_DIRECTION_
Can you write out, word for word, the part of the article below on Germany's updated anti-treaty shopping questionnaire that opens with the words containing "The German federal" and closes with "rules are met."?

Tax authorities issue updated questionnaire related to the application of anti-treaty shopping rules

Updated questionnaire indicates a more balanced approach by the tax authorities

The German federal tax office on 17 March 2025 published an updated questionnaire (EnglishGerman) on its website regarding the application of the anti-treaty shopping rules in section 50d (3) of the Income Tax Code (ITC) when determining eligibility for the benefit of a reduced or 0% dividend withholding tax rate under an applicable tax treaty or the EU parent-subsidiary directive. The updated questionnaire (which was published on the same day as the publication of an updated information leaflet regarding the application of the anti-treaty shopping rules (see GTLN dated 03/31/25)) consists of nine pages (including explanations) and seems to confirm a more balanced approach by the tax authorities when examining whether the conditions of the anti-treaty shopping rules are met.

Notable changes to the questionnaire include the following:

  • The updated questionnaire now reflects the updated view of the tax authorities related to the “look-through approach” as described in the updated information leaflet. Based on the information leaflet and questionnaire, it appears that the tax authorities are once again applying the look-through approach applied before 2021, so that where a shareholder does not meet the substance requirements necessary to disapply the anti-treaty shopping rules, it should be possible to look through the shareholder and make use of the substance and activities at the level of a shareholder in the corporate chain above and to rely on the applicable dividend withholding tax rate in the tax treaty between Germany and the jurisdiction of residence of the shareholder that satisfies the necessary conditions for the anti-treaty shopping rules not to apply. The reduced withholding tax rate that applies based on the look-through approach cannot, however, be lower than the withholding tax rate specified in the tax treaty between Germany and the jurisdiction where the direct shareholder is resident.
  • In order to demonstrate that the conditions of the substance test are met, the tax authorities so far have been asking for the submission of at least five randomly selected employment agreements/offer letters for employees at the level of the shareholder of the German entity. The updated questionnaire now states that five employment agreements/offer letters must be provided only if there are fewer than 10 employees or if the unconsolidated annual financial statements of the shareholder do not show that the employees are the company's own employees, (e.g., no social security expenses are shown in the financial statements). The questionnaire also provides that the names, street addresses, and any sensitive social security numbers or similar personal identifiable information of the employees may be redacted in the employment agreements/offer letters.

_SUPPLIED MATERIAL_
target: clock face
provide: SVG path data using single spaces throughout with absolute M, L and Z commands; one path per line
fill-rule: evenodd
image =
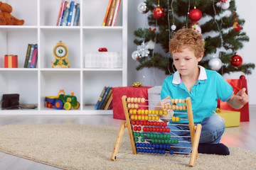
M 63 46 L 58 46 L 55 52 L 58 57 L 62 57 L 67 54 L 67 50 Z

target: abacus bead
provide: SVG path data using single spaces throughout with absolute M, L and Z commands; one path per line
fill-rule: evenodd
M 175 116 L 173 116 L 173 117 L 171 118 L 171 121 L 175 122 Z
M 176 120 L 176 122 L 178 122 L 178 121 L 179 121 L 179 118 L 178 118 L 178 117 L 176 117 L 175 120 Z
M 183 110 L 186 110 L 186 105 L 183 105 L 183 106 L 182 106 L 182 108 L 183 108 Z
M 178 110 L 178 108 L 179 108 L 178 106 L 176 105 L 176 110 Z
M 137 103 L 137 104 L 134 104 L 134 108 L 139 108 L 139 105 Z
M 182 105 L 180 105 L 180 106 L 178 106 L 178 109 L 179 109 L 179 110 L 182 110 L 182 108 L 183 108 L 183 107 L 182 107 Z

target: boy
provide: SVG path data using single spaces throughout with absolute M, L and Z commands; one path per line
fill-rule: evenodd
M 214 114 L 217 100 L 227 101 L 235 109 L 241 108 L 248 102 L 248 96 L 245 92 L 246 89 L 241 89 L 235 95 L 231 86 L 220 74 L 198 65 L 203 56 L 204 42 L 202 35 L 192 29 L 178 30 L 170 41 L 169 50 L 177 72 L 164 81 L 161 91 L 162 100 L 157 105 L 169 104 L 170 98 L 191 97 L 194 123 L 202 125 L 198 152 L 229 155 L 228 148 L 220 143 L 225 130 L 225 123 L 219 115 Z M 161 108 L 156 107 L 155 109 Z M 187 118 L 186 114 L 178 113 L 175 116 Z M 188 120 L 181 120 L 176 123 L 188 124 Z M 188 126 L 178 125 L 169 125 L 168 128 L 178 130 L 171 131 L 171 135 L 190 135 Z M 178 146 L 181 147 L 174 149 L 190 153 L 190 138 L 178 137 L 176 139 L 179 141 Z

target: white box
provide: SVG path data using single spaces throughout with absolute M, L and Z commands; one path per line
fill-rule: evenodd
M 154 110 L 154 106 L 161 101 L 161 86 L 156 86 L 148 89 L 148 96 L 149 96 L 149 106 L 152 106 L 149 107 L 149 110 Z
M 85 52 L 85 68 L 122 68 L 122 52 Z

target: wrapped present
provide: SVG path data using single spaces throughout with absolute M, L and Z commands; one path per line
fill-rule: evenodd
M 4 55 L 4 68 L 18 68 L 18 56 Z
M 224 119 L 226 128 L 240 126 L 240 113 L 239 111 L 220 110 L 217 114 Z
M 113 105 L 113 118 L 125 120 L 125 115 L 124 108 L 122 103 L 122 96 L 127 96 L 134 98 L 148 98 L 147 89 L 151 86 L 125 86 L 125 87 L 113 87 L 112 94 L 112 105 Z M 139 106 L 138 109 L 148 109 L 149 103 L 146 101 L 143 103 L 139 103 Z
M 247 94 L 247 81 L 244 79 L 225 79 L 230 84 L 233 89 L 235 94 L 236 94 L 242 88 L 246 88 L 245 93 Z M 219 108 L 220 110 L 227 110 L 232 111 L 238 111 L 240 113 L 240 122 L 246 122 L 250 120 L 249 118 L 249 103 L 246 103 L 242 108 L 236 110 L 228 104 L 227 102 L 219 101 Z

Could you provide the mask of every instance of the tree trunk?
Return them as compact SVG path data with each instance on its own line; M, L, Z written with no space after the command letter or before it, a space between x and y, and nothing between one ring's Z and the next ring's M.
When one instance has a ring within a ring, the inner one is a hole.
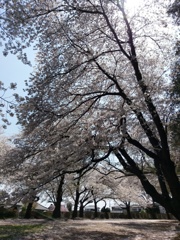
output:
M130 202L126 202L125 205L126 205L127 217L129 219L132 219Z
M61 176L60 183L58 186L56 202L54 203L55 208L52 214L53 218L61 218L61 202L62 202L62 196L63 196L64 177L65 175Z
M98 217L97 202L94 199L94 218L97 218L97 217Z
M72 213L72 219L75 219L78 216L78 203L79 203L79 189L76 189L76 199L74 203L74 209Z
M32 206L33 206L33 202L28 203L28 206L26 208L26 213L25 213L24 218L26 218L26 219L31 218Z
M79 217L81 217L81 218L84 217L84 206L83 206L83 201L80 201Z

* * *

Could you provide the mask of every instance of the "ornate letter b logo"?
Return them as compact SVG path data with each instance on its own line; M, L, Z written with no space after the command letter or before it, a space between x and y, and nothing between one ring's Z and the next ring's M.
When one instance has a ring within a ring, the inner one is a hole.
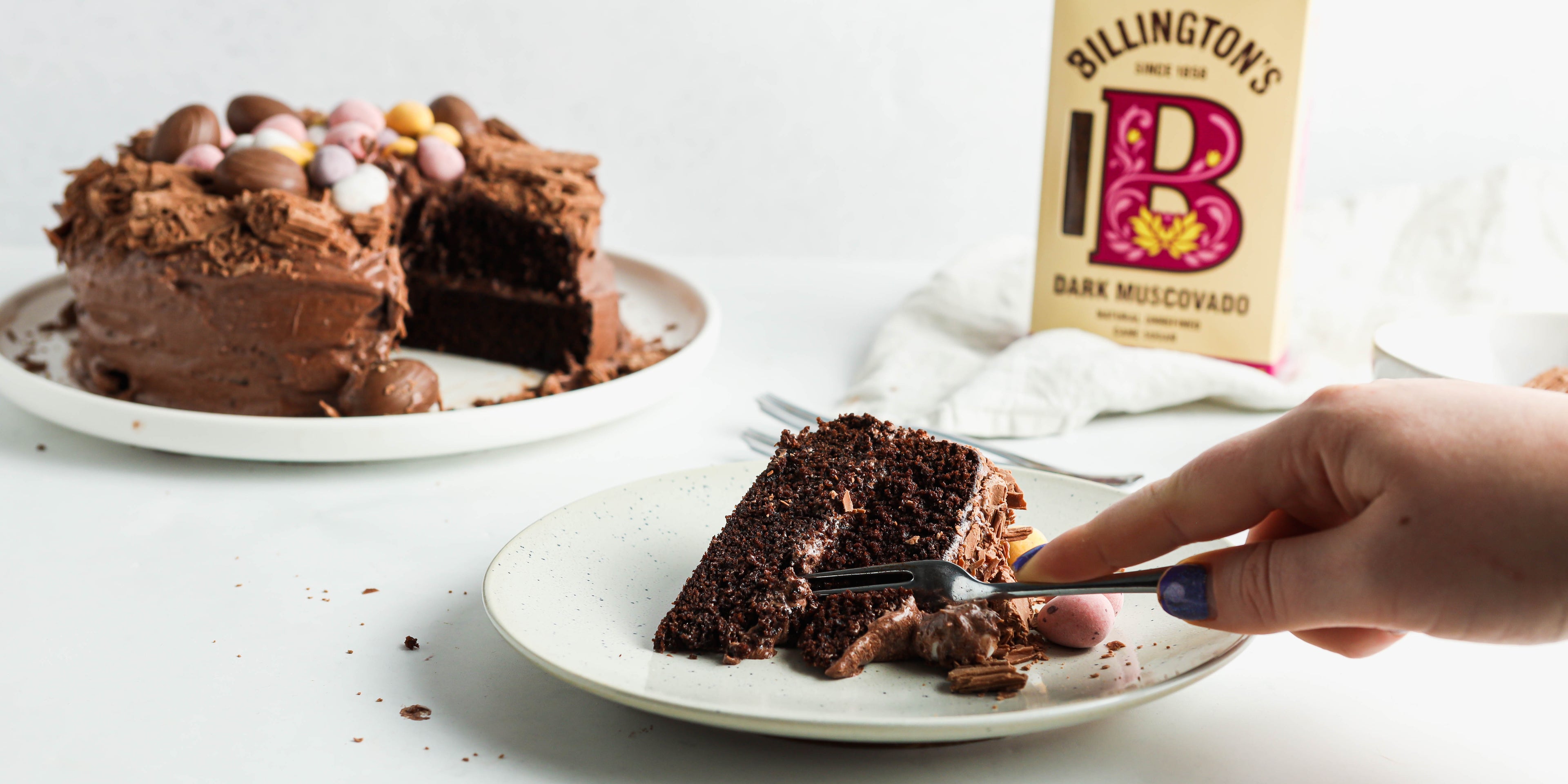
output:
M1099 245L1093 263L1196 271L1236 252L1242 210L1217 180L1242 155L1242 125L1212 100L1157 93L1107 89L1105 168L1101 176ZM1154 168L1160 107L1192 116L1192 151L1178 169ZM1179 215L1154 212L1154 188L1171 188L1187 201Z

---

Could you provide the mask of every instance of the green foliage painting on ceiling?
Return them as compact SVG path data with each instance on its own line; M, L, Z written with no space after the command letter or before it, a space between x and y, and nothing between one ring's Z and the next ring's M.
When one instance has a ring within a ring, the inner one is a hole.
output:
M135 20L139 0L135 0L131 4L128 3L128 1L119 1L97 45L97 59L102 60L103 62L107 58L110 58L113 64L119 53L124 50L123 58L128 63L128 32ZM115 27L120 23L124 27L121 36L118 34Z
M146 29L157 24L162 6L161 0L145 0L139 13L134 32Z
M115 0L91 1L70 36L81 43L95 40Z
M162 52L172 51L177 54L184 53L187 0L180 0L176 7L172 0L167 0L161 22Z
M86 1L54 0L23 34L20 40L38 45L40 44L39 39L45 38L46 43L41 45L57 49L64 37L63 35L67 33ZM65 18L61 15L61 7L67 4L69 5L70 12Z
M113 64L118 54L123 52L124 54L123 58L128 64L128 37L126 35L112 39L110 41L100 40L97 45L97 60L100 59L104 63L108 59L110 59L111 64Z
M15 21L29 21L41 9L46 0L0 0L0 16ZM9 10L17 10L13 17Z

_PROBLEM SOLUTION_
The German federal tax office on 17 March 2025 published an updated questionnaire (EnglishGerman) on its website regarding the application of the anti-treaty shopping rules in section 50d (3) of the Income Tax Code (ITC) when determining eligibility for the benefit of a reduced or 0% dividend withholding tax rate under an applicable tax treaty or the EU parent-subsidiary directive. The updated questionnaire (which was published on the same day as the publication of an updated information leaflet regarding the application of the anti-treaty shopping rules (see GTLN dated 03/31/25)) consists of nine pages (including explanations) and seems to confirm a more balanced approach by the tax authorities when examining whether the conditions of the anti-treaty shopping rules are met.